## PAGE EXCERPT
Segment Open

Coronavirus testing shifts to Christmas Island
There have been no confirmed cases of coronavirus among the evacuees on Christmas Island.
A girl was tested for the virus after developing some flu-like symptoms, but the results confirmed she had not contracted the illness.
It is believed her symptoms could have been caused by a number of ordinary factors that might make someone feel unwell.
After a lengthy, nervous wait isolated from the main part of the detention centre, the girl and her family were allowed to return to their usual accommodation compound.
Her test had to be flown to Perth to be run in a laboratory there but yesterday a Royal Australian Air Force Hercules C130 delivered medical equipment to the island, including a diagnostic machine.
The machine will be set up inside the detention centre and should be operational by tomorrow, allowing coronavirus tests to be conducted on site and meaning results will be available much sooner.
“It allows us to turn that around in two or three hours, to either confirm that person has not got novel coronavirus, [and] that means that person does not have to be isolated,” Dr Holmes said.
“Or, if it’s confirmed that they do, then we can start the process of contact tracing and isolating the person and putting their family in appropriate accommodation and so on.”
Second person tested as evacuees settle in
Late last night it was confirmed a second evacuee was being tested for coronavirus, with their sample returned to the mainland on the same military plane that delivered the diagnostic machine.
Other people on the island will only be tested on an as-needs basis because the virus can be undetectable while it is incubating.
Dr Holmes stressed the threshold for ordering a test was very low and most were ultimately ordered as a precaution.
“If you had asked me at the start of these two weeks if I thought we would be testing people, the answer would have been yes, because it’s such a low threshold for meeting testing criteria that we’re going to have to,” he said.

Segment Closed

## APPLY WHAT YOU READ
(1) In the report on coronavirus testing, what aircraft delivered the diagnostic machine to Christmas Island?
(2) Change "flu-like" to "cold-like" in the report on coronavirus testing, and write out the passage between "Coronavirus testing shifts" and "contracted the illness.", inclusive.
The records after this text are unrelated to it.

## PROVIDED RECORDS
Segment Open

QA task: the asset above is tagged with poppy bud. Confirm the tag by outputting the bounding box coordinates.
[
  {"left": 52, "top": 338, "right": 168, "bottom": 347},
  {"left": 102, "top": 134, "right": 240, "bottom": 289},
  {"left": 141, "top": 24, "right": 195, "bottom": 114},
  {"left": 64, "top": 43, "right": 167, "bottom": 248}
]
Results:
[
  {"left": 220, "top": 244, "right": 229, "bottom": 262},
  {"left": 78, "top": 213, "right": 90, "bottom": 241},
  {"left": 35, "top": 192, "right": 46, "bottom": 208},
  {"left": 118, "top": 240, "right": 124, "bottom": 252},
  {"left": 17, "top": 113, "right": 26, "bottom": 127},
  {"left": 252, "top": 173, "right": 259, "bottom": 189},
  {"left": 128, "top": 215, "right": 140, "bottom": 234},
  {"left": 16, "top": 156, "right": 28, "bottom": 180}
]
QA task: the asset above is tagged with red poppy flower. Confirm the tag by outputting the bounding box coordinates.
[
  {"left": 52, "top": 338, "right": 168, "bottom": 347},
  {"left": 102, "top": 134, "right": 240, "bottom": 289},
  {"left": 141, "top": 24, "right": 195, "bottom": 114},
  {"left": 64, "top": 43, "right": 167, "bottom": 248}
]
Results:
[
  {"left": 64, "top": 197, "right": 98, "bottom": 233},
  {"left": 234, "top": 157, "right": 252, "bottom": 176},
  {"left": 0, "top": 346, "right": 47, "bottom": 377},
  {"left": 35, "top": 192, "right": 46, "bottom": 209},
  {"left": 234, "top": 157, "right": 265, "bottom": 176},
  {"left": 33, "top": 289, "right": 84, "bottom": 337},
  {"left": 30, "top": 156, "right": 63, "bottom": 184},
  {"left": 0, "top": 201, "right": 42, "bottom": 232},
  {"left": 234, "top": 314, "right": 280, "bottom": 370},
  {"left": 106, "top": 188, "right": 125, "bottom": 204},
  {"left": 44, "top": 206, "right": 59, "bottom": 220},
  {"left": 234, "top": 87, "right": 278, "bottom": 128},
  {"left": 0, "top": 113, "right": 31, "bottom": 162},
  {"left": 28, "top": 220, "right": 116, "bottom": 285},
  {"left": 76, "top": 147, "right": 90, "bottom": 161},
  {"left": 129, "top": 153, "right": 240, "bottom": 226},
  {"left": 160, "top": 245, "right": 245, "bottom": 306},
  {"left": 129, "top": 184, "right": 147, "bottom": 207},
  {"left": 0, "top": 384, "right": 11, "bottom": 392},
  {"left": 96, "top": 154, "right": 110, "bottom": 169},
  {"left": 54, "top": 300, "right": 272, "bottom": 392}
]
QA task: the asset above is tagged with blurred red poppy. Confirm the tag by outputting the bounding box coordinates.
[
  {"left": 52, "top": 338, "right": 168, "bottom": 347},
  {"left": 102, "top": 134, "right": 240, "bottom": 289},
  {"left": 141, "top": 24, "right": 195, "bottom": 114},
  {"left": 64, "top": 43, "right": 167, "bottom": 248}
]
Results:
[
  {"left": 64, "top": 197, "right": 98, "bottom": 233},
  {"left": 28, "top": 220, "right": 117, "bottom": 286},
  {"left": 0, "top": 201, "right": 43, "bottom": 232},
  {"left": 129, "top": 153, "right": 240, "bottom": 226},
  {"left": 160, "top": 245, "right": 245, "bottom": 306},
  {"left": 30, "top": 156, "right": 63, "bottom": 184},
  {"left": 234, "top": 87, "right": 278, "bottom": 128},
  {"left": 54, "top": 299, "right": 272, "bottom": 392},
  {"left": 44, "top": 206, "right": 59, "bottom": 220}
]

Segment Closed

## ANSWERS BY ITEM NUMBER
(1) A Royal Australian Air Force Hercules C130.

(2)
Coronavirus testing shifts to Christmas Island
There have been no confirmed cases of coronavirus among the evacuees on Christmas Island.
A girl was tested for the virus after developing some cold-like symptoms, but the results confirmed she had not contracted the illness.